Records provided
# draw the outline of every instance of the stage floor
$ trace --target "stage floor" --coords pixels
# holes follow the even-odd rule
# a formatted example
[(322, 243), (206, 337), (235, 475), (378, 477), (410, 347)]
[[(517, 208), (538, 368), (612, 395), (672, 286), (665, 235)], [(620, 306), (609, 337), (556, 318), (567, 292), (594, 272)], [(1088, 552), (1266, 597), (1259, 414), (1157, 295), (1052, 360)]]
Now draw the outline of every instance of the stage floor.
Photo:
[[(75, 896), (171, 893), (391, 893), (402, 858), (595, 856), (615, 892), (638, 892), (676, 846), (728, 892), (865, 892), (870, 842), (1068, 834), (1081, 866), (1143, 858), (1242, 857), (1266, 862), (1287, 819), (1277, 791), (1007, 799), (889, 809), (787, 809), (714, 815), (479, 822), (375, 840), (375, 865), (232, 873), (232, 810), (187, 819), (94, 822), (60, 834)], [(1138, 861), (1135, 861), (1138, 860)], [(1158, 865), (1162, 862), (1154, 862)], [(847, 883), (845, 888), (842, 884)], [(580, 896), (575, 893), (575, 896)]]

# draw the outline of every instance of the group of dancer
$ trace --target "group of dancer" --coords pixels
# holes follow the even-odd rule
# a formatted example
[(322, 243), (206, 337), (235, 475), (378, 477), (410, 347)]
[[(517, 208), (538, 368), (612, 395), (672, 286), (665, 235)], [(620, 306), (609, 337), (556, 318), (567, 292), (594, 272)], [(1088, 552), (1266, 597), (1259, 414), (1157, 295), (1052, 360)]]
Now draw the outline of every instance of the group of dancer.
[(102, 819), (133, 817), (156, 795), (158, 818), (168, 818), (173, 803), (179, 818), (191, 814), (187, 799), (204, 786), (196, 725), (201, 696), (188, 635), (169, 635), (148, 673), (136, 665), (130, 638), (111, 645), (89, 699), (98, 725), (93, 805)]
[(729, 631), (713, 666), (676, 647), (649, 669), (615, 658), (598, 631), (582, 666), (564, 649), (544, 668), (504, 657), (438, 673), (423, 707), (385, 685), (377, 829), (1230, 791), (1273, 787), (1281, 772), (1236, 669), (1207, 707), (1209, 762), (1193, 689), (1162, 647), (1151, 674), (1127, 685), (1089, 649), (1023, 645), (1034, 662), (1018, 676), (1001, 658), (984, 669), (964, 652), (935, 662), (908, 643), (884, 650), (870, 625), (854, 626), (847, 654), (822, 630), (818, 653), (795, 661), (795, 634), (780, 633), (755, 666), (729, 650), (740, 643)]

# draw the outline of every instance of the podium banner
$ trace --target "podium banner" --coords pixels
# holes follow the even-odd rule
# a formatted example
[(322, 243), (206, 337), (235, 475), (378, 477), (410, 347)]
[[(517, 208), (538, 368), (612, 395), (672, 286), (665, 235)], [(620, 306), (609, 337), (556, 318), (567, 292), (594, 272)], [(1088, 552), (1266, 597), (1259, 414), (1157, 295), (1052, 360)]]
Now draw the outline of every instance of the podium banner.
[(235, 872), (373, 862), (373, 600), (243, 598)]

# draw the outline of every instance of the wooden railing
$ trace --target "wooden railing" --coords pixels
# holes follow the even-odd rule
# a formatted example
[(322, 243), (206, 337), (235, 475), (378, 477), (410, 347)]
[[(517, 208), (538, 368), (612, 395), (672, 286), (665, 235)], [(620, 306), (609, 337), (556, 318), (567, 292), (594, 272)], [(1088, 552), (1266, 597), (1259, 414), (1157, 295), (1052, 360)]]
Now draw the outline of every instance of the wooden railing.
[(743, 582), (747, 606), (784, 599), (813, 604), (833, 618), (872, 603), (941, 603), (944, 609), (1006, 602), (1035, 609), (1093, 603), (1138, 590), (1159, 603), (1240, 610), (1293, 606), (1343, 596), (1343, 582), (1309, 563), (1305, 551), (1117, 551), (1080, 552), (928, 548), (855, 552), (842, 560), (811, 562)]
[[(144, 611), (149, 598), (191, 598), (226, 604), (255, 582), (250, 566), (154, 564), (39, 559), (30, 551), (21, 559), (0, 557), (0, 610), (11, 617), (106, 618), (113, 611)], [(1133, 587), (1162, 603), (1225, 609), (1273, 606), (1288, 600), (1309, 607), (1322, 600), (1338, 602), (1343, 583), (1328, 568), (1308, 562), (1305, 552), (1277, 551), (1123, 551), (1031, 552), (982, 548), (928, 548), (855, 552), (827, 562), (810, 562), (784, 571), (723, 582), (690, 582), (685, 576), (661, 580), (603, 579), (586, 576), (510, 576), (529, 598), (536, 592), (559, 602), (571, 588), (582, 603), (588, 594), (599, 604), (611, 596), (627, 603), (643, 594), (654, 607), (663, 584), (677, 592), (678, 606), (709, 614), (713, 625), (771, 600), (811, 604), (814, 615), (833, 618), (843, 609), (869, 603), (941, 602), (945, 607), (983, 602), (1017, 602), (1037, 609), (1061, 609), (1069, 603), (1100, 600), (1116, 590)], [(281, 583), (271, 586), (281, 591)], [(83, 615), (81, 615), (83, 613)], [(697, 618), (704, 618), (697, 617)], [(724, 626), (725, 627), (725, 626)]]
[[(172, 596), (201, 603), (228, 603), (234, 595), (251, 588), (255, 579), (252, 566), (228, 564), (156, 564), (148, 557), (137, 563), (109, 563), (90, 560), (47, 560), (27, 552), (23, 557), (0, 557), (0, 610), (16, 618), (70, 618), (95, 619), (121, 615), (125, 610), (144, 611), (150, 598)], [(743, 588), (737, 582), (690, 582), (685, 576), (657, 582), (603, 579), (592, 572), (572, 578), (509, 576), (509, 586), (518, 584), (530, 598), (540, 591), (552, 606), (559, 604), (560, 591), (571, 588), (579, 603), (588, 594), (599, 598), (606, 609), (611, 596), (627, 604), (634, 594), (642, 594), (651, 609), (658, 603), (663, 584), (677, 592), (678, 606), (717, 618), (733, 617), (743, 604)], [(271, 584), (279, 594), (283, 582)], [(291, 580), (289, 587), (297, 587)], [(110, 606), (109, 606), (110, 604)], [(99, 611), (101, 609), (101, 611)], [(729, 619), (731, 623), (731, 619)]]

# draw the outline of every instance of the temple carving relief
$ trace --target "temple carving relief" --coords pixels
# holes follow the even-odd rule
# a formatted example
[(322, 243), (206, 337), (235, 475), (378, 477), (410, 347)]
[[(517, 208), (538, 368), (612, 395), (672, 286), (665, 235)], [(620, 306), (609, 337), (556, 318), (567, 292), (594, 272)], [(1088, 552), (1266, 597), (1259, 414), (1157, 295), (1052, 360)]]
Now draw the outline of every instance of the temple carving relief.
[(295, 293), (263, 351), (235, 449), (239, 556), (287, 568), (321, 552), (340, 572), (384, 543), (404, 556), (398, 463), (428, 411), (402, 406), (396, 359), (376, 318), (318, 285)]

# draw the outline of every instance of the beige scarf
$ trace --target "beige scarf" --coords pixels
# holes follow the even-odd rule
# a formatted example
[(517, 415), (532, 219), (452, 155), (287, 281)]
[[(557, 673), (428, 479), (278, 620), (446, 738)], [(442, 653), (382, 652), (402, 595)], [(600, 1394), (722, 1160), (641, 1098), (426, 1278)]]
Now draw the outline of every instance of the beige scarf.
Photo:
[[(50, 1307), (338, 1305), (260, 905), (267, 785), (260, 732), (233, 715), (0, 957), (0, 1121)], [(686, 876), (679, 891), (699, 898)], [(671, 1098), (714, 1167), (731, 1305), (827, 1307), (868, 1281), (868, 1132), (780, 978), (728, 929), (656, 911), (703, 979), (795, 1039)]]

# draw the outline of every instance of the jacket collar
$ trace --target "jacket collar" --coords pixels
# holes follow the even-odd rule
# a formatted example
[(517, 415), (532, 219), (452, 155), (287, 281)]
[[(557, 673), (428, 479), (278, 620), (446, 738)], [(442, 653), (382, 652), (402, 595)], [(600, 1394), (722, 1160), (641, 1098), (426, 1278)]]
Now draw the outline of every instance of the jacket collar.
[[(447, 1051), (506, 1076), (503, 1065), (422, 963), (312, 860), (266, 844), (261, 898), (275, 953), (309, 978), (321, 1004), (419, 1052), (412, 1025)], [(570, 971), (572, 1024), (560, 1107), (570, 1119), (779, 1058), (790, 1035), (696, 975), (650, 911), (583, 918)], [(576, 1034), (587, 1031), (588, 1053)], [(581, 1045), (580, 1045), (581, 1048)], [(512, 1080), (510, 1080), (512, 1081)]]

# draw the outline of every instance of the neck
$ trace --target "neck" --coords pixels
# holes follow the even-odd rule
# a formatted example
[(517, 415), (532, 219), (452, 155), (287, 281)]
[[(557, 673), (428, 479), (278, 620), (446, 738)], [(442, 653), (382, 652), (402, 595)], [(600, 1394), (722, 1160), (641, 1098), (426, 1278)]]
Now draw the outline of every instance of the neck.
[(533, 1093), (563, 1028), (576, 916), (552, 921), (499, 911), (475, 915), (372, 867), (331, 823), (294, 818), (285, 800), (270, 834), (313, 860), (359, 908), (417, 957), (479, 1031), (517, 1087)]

Stated task
Return, unchanged, the part of the listing that opens with the line containing "# draw the outline of every instance of the temple" and closes with the line containing "Now draw the outline of every instance of the temple", with both of those lines included.

Solution for this problem
# draw the outline of every instance of the temple carving relief
$ trace --target "temple carving relief" --coords pixels
# holes follow the even-odd rule
# a formatted example
[(322, 243), (206, 337), (235, 475), (378, 477), (410, 347)]
[[(517, 208), (538, 368), (612, 395), (672, 286), (665, 235)], [(620, 306), (609, 337), (556, 318), (567, 292), (594, 272)], [(1088, 552), (1266, 597), (1259, 414), (1157, 295), (1052, 360)]]
Now draw the outline of every instance of the temple carving relief.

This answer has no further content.